**Goal**
Locate every line in the records below that contains the word "flower", and copy each of those lines. Case counts when matching.

**Available data**
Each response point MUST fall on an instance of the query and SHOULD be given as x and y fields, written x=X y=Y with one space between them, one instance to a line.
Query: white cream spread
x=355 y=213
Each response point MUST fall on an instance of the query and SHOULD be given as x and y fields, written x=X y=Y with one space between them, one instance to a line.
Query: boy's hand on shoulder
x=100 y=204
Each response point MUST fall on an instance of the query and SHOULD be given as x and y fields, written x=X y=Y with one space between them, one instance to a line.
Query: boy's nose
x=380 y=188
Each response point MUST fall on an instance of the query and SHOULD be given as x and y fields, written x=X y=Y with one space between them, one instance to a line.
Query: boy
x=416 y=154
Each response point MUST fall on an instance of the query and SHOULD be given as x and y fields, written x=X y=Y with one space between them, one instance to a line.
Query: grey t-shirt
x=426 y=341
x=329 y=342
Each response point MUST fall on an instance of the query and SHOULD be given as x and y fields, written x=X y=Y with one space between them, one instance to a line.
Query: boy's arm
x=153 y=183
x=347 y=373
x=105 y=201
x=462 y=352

* * *

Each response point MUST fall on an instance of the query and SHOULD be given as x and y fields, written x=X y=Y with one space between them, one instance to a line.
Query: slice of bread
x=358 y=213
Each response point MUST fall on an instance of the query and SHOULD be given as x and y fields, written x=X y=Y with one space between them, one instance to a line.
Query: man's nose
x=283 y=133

...

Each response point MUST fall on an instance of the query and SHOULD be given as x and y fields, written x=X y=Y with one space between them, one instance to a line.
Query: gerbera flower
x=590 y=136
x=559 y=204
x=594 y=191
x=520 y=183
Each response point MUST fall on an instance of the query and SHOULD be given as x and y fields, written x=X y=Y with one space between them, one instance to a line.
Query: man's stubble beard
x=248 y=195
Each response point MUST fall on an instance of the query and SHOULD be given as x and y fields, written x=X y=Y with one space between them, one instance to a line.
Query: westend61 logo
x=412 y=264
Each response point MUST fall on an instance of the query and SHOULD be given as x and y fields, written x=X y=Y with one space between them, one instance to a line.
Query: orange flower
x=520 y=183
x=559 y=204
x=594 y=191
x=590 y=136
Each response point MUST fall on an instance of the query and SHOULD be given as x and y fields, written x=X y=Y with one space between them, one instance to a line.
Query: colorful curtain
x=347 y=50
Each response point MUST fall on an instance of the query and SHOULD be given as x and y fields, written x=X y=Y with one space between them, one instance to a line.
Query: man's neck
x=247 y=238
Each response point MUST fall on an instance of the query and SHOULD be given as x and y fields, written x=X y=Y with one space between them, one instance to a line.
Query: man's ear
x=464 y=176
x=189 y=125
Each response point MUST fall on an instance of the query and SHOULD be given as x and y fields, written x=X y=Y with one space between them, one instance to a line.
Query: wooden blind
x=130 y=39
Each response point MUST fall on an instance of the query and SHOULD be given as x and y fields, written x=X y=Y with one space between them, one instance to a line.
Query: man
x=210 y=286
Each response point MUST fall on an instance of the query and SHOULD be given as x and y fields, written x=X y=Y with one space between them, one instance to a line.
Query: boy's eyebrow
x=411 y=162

**Written response**
Query: gerbera flower
Query: orange flower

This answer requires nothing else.